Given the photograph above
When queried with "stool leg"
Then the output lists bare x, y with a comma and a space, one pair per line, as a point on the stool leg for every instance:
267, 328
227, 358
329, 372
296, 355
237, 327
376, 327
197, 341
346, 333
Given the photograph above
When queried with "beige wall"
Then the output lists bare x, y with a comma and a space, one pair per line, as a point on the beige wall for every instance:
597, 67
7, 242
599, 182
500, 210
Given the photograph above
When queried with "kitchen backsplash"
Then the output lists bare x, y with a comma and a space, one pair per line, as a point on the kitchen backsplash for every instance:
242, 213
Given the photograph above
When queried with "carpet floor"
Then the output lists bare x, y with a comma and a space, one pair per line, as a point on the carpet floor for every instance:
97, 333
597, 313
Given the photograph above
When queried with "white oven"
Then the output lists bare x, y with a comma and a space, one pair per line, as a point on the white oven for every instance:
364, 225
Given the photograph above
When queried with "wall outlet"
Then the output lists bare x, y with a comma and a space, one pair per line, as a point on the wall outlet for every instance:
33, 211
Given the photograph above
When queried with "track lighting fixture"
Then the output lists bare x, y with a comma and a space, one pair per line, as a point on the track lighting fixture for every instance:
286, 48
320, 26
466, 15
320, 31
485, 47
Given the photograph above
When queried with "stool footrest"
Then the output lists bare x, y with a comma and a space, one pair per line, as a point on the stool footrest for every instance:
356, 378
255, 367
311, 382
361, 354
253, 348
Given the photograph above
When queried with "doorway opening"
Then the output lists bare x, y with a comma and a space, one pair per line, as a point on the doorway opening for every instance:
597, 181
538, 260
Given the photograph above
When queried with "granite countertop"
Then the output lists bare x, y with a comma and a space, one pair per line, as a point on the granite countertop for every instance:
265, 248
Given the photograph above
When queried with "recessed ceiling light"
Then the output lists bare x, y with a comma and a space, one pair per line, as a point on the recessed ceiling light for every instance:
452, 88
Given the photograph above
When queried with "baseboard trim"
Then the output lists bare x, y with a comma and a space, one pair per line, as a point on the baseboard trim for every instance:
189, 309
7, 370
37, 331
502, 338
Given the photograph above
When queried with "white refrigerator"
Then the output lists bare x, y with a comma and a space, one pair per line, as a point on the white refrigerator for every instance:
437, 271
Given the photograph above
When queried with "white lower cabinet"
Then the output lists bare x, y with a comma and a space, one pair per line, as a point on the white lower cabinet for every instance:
· · · · · · ·
REQUIRED TASK
The records above need to be transcribed in full. Keep every character unchanged.

WRITTEN SOLUTION
Given the photograph above
When queried with "stool leg"
Then the output lists bare x, y with a comma and a space, one pair per line, as a point on the stool leg for every instance:
267, 328
227, 358
329, 372
296, 355
237, 327
376, 327
197, 341
346, 333
Given the photograph above
When queried with "beige wall"
Then the output lists bare x, y with a comma and a space, one pair per line, as a point on the beige wall for every instance:
597, 67
7, 242
599, 182
500, 210
Given the photograph above
When queried with "kitchen backsplash"
Then the output lists bare x, y with a comma and a space, one pair per line, as a point on the kitchen backsplash for every instance:
242, 213
Given the photograph above
When queried with "carpet floor"
Then the output lists bare x, y with a comma and a space, one pair per line, as a point on the carpet floor for every instance:
97, 333
597, 313
Given the photograph above
When queried with "white oven"
Then the output lists bare x, y with a comma and a space, one pair per line, as a point on the white oven for every instance:
364, 225
Given the photograph above
When queried with "wall outlet"
Then the output lists bare x, y with a comma and a space, one pair per line, as a point on the wall outlet for every instance:
33, 211
Given the photograph above
When queried with "track lighting fixture"
Then the output lists bare x, y with a comma and a space, one pair per line, as a point on the track lighting fixture for every instance:
286, 48
320, 26
466, 15
320, 31
485, 47
Given the photograph above
When queried with "stool footrest"
Then the output lists bare x, y with a comma and a space, one pair per line, as a point on the stool footrest for every instance:
356, 378
255, 367
311, 382
361, 354
253, 348
Given the photograph above
When queried with "doorway opening"
Then the output lists bare x, y with a comma and a space, one pair per line, as a point on the doorway opening for every instance:
597, 181
538, 260
Given the photograph above
When queried with "granite countertop"
Then the output lists bare x, y with a comma and a space, one pair per line, as a point on the granite countertop for every instance:
265, 248
Given the photograph above
When queried with "recessed ceiling light"
Then the output lists bare x, y with a comma and a space, one pair per line, as a point on the recessed ceiling light for every instance:
452, 88
Given the photograph above
When queried with "baseboard trim"
Then the output lists bare x, y with a comma and a space, one pair per line, as a point on the baseboard trim for every instance:
189, 309
7, 370
37, 331
502, 338
Given the photograph above
When queried with "white refrigerator"
Then the output lists bare x, y with a comma and a space, one pair per line, as a point on the white refrigerator for every instance:
437, 271
Given the photograph above
When queried with "white lower cabinet"
Then the output lists bare x, y with a comma and a space, one pair per line, as a point on the white lower cabinet for every instance:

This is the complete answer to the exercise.